Your objective
All of the data below is to be copied again without changes.

Stored items
---*---

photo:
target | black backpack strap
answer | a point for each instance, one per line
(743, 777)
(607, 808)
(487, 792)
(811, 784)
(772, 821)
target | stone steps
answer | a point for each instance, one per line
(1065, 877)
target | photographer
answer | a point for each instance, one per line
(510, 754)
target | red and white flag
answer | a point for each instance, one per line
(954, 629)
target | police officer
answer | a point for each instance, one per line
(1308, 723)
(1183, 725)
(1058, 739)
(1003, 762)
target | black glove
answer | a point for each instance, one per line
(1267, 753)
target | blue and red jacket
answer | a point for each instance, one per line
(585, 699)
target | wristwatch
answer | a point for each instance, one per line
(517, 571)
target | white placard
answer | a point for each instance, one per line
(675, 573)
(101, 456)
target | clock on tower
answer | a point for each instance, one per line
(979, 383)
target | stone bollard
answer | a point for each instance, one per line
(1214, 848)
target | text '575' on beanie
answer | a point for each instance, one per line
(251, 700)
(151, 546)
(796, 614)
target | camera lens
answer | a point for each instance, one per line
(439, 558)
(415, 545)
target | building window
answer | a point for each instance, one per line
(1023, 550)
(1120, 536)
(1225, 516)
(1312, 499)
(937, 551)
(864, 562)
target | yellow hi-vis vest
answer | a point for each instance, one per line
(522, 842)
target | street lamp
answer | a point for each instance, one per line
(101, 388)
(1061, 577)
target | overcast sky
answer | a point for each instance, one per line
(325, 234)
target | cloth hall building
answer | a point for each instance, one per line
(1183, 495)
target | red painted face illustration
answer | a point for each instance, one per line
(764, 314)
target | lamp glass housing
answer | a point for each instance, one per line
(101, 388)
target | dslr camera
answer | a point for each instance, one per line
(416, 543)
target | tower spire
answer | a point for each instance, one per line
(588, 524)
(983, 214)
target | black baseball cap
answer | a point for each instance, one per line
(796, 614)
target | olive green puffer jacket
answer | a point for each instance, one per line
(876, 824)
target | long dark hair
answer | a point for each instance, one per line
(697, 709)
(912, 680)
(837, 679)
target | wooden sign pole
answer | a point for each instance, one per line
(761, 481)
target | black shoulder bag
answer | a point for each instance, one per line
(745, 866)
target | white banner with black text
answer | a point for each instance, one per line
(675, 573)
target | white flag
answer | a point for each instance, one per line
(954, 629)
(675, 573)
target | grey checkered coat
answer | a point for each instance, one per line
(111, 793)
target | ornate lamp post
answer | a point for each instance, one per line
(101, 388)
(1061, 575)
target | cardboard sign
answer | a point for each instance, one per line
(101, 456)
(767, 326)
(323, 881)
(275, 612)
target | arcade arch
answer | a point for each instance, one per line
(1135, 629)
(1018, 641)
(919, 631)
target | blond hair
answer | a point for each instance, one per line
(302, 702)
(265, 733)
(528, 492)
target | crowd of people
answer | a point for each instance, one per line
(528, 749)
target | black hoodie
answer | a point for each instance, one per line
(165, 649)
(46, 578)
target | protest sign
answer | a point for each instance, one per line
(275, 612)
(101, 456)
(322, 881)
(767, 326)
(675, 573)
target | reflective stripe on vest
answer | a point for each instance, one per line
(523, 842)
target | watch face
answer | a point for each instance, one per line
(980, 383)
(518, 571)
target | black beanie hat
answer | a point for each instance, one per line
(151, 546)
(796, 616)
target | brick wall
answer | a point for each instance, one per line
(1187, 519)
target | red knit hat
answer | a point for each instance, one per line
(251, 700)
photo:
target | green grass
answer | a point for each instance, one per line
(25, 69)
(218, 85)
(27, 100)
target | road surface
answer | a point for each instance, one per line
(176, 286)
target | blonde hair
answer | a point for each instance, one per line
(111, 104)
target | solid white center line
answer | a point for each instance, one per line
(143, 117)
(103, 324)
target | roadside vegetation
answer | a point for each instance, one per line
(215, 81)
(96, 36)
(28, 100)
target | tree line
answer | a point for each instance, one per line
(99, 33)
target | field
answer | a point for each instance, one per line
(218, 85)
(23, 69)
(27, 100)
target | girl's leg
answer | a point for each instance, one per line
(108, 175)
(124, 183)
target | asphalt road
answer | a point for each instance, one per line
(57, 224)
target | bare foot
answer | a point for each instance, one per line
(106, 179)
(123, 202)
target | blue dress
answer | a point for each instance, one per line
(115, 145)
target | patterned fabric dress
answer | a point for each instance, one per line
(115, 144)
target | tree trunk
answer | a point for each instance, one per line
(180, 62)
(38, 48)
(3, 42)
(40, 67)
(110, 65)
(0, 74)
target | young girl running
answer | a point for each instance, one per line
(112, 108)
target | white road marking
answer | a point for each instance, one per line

---*---

Exercise output
photo:
target | black backpack strap
answer | a point for each instance, one per line
(743, 777)
(607, 808)
(487, 792)
(811, 784)
(772, 821)
target | stone steps
answer | a point for each instance, one per line
(1065, 877)
target | photographer
answer | a point for each instance, one per line
(510, 754)
target | red and white flag
answer | a point for each instance, one per line
(954, 629)
target | police officer
answer | a point for each instance, one per line
(1308, 723)
(1183, 725)
(1058, 739)
(1003, 762)
target | black glove
answer | a point for each instance, one per line
(1267, 753)
target | blue and red jacket
answer | a point for each instance, one per line
(585, 699)
target | wristwatch
answer | a point for each instance, one per line
(517, 571)
target | white placard
answer | a point for each instance, one per line
(675, 573)
(101, 456)
target | clock on tower
answer | a point for each instance, one per line
(979, 383)
target | stone bollard
answer | a point for each instance, one per line
(1214, 848)
target | text '575' on beanie
answer | a point for each instance, one per line
(251, 700)
(151, 546)
(796, 614)
target | camera lens
answer | a point for each instance, one per line
(439, 558)
(415, 545)
target | building window
answer | a point for each instance, one per line
(1023, 550)
(1120, 536)
(1225, 516)
(1312, 499)
(937, 551)
(864, 562)
target | yellow hi-vis vest
answer | a point for each instance, one per line
(522, 842)
target | street lamp
answer | a point for each instance, one per line
(101, 388)
(1061, 577)
target | overcast sky
answer | a point for each instance, one per line
(325, 234)
target | cloth hall building
answer | a point for each instance, one per line
(1183, 495)
target | red painted face illustration
answer | a point for each instance, one per line
(764, 314)
target | lamp glass housing
answer | a point for each instance, one per line
(101, 388)
target | dslr camera
answer | a point for each instance, one per line
(416, 543)
target | tower spire
answer | a point for each instance, one per line
(588, 524)
(983, 214)
target | black baseball cap
answer | a point for each instance, one per line
(796, 614)
target | olive green puffer jacket
answer | a point for each instance, one per line
(876, 824)
target | long dark hair
answer | a point for each instance, one per line
(697, 709)
(912, 680)
(837, 679)
target | wooden sign pole
answer | a point for each instance, one per line
(761, 481)
target | black shoulder bag
answer | a point for each instance, one per line
(745, 866)
target | white banner with black text
answer | a point for each instance, one per line
(675, 573)
target | white flag
answer | a point for each instance, one per line
(954, 629)
(675, 573)
target | grey checkered coat
answer | a point for each instance, one per line
(111, 793)
target | ornate lamp post
answer | a point for each instance, one per line
(101, 388)
(1061, 575)
target | cardboard sign
answer | a point for each instance, one per line
(101, 456)
(767, 326)
(323, 881)
(275, 612)
target | arcade arch
answer | a point for each instance, one per line
(1135, 629)
(1018, 641)
(919, 631)
target | blond hair
answer | a point for each instance, one per line
(302, 702)
(265, 733)
(528, 492)
target | crowd of people
answer | a point for each instance, one per line
(528, 749)
target | black hoodie
answer | a point for each instance, one per line
(165, 649)
(46, 578)
target | protest sign
answer | a point for each instance, one per line
(275, 612)
(101, 456)
(322, 881)
(767, 326)
(675, 573)
target | reflective stripe on vest
answer | a point for each instance, one per line
(523, 842)
target | watch face
answer | a point for each instance, one per line
(980, 383)
(518, 571)
target | black beanie hat
answer | a point for each instance, one per line
(151, 546)
(796, 616)
target | brick wall
answer | a point for each instance, one per line
(1187, 519)
target | red knit hat
answer | a point for each instance, one per line
(251, 700)
photo:
target | green grass
answer | a point for each instance, one per line
(25, 69)
(218, 85)
(27, 100)
target | road surface
answer | a point for each instance, one per line
(176, 286)
target | blonde hair
answer | a point for each instance, one per line
(111, 104)
target | solid white center line
answer | a point for each instance, one per line
(143, 117)
(103, 324)
target | roadside vegetation
answer | a point for each instance, one per line
(215, 81)
(96, 36)
(28, 100)
target | tree line
answer | a point for each instance, one per line
(99, 33)
target | field
answer | a point for each instance, one per line
(218, 85)
(23, 69)
(27, 100)
target | girl's leg
answer | a point for each instance, one per line
(108, 175)
(124, 183)
target | asphalt road
answer | a point for each instance, one per line
(57, 224)
target | bare foot
answer | a point for each instance, one per line
(106, 179)
(123, 202)
target | blue dress
answer | a point for each instance, one per line
(115, 145)
target | patterned fabric dress
answer | a point for each instance, one per line
(115, 144)
target | tree trunk
answer | a point for each instance, one per line
(180, 62)
(38, 48)
(3, 42)
(40, 67)
(110, 65)
(0, 74)
target | young girl running
answer | a point for each instance, one per line
(112, 108)
target | white road marking
answer | a point for each instance, one per line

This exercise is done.